Source extract
⁂
Is UOA Ltd one of the better SGX stocks?
Value Investing Case Study 03-4: My last analysis and valuation of UOA Ltd were published about a year ago based on the financials till FYE 2019. This is an update incorporating the FYE 2020 results.
- Is it a good company?
- Is it a good investment?
A good company can be a bad investment if the price is such that you are not likely to see further price increases.
A bad company can be a good investment if the price is such that even based on a liquidation basis, there is a sufficient margin of safety.
I would classify a stock as one of the better ones for investment if it is both a good company and a good investment.
I generally assess a stock first to determine whether it is a good company based on its fundamentals. Only then do I proceed with valuing it. This is because all valuations are based on assumptions. The company analysis will ensure that the assumptions are realistic.
United Overseas Australia Ltd (UOA or the Group) comprise 3 listed entities:
- United Overseas Australia Ltd is dual-listed on ASX and SGX.
⁂
Given data
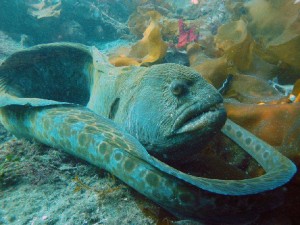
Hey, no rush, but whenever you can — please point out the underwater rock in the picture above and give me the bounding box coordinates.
[58,20,86,42]
[27,0,62,19]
⁂
Activity
Rewrite the text on UOA Ltd, beginning at the words "Value Investing Case" and stopping after "FYE 2020 results.", with "update" replaced by "revision". These lines have nothing to do with the text on UOA Ltd.

Task result
Value Investing Case Study 03-4: My last analysis and valuation of UOA Ltd were published about a year ago based on the financials till FYE 2019. This is an revision incorporating the FYE 2020 results.